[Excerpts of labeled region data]
= = = = = = =

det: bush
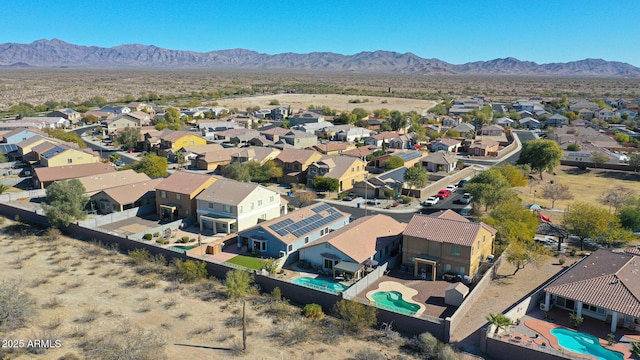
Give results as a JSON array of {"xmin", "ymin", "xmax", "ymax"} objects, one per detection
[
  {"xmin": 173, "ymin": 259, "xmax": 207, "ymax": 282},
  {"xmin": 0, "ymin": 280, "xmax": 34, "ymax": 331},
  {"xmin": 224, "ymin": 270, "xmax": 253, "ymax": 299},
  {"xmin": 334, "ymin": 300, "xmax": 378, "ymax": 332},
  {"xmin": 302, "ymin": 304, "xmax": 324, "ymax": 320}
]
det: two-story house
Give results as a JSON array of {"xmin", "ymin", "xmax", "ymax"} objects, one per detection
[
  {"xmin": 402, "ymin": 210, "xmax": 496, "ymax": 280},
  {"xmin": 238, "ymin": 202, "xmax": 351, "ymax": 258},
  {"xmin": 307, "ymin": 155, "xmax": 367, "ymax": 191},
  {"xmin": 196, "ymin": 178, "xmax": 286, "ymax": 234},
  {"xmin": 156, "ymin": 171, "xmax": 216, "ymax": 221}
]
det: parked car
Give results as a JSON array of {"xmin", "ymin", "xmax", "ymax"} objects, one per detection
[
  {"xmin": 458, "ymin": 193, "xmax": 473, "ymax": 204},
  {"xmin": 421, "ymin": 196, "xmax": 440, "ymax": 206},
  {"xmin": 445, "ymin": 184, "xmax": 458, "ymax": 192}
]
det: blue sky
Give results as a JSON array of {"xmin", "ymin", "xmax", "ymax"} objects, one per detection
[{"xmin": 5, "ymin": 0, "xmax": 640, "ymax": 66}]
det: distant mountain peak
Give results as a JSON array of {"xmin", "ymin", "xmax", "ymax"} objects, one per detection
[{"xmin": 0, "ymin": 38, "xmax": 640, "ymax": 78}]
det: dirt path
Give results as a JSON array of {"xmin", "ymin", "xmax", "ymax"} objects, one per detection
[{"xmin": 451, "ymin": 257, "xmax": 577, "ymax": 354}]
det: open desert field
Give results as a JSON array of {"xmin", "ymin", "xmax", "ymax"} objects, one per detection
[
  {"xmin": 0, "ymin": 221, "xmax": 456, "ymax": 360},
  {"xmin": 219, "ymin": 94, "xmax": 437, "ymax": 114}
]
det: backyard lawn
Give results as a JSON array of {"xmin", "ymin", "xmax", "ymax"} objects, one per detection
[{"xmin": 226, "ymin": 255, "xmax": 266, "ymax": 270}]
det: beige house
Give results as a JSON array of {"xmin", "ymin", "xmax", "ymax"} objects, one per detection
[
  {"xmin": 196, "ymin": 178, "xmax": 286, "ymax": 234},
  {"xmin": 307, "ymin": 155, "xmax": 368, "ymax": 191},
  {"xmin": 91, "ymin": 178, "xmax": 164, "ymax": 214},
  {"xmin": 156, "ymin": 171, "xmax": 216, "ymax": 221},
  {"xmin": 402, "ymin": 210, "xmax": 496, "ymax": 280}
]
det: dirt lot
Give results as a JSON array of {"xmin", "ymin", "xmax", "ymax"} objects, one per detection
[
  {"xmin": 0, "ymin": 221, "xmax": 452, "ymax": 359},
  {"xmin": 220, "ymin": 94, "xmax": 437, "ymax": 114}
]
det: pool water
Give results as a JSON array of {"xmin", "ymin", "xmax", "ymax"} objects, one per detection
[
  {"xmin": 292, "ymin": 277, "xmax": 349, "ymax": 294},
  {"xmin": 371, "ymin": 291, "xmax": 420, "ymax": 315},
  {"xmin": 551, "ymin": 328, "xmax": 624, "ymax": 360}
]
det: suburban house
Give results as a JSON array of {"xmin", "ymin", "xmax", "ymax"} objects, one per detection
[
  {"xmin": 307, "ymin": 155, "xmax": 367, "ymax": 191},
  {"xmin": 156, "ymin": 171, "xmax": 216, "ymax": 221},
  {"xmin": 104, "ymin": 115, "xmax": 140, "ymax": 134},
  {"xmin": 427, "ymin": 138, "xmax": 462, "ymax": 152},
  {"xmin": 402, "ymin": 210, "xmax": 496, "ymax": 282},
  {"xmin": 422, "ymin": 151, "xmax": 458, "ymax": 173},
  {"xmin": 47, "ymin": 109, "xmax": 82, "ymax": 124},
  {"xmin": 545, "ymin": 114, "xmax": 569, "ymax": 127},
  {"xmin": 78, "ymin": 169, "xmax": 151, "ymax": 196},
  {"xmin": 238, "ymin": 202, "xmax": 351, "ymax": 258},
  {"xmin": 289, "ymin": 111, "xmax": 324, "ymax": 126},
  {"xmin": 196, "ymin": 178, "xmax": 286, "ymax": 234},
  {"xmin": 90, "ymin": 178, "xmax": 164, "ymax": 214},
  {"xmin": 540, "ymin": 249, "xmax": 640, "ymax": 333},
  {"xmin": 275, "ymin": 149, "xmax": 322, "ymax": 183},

= = = = = = =

DIRECTIONS FOR THIS TASK
Show each line of the records above that contains the string "house".

WRITTEN SOLUTION
det: two-story house
det: beige house
det: suburban house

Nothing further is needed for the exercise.